Task goal: From the listing below, pull out the lines that hold "label".

START Data to process

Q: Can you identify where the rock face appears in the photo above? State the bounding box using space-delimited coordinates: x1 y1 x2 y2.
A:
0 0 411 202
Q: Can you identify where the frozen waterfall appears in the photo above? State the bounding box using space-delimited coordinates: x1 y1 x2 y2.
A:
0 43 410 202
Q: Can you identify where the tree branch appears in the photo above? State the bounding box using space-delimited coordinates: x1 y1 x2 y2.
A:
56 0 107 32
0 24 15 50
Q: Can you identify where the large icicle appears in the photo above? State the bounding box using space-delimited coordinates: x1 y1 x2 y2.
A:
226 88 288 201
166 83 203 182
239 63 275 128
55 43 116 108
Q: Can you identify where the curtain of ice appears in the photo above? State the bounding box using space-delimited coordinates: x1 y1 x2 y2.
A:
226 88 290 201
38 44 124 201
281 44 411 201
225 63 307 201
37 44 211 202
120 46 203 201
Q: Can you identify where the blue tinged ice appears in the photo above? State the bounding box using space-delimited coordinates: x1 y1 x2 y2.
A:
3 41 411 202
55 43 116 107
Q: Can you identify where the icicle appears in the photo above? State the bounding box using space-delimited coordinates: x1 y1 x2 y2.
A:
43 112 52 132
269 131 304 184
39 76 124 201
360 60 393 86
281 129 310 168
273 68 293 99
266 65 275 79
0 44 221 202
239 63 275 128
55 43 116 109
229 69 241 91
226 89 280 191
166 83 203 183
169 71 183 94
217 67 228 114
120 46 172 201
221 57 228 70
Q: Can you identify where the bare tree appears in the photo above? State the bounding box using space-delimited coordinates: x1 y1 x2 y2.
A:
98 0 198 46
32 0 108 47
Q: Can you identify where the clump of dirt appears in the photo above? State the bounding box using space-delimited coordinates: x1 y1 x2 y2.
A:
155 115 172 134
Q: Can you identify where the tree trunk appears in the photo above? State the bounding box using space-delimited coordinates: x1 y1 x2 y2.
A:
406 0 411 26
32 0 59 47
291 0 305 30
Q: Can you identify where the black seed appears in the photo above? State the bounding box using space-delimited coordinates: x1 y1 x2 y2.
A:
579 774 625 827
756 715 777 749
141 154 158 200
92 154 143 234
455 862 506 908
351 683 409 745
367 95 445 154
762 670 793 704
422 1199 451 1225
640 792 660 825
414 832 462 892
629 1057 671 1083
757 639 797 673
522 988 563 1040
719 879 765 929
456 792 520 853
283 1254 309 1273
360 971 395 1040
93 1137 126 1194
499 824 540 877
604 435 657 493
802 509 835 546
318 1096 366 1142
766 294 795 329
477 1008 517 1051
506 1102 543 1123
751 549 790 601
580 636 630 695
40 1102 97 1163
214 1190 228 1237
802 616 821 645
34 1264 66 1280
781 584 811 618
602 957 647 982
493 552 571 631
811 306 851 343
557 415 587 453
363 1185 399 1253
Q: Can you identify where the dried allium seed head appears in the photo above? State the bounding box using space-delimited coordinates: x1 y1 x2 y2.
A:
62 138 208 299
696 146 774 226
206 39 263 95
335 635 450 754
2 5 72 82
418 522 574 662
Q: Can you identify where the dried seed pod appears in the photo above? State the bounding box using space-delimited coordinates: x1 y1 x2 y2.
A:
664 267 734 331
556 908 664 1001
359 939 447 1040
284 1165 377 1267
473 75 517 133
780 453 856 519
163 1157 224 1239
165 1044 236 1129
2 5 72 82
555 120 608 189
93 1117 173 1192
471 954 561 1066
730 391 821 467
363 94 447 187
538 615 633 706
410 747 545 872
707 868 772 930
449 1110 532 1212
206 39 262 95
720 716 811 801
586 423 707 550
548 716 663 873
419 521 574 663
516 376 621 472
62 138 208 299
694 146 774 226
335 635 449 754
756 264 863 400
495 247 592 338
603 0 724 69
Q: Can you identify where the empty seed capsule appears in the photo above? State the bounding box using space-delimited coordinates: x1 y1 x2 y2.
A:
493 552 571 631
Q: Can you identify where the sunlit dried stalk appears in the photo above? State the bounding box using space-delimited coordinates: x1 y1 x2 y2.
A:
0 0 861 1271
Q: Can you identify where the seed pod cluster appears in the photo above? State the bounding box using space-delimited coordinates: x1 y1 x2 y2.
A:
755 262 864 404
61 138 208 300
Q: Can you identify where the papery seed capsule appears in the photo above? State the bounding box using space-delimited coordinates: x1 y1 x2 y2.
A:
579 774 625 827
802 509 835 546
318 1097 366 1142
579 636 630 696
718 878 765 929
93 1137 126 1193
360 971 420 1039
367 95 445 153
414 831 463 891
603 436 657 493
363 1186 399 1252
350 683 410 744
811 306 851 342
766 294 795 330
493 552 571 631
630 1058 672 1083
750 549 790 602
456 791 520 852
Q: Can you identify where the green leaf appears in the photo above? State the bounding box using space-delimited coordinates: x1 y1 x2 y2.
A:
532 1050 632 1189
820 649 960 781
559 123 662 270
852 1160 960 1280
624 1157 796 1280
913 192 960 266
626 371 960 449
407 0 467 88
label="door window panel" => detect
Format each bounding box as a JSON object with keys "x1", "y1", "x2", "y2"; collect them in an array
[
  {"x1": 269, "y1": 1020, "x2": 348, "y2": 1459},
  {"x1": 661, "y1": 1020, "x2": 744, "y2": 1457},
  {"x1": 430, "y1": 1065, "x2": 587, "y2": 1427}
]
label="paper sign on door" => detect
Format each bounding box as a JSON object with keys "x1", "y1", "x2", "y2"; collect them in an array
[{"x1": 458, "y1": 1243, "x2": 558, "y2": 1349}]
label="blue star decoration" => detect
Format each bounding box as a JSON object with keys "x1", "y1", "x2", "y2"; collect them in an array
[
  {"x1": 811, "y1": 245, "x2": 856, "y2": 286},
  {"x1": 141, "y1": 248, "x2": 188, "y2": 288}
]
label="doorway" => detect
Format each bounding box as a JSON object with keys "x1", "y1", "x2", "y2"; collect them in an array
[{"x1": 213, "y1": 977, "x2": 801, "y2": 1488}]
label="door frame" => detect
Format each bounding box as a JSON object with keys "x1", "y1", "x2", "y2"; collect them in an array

END Data to process

Response:
label="door window panel" => detect
label="paper sign on door" => detect
label="blue star decoration" => detect
label="doorway" => detect
label="door frame" => detect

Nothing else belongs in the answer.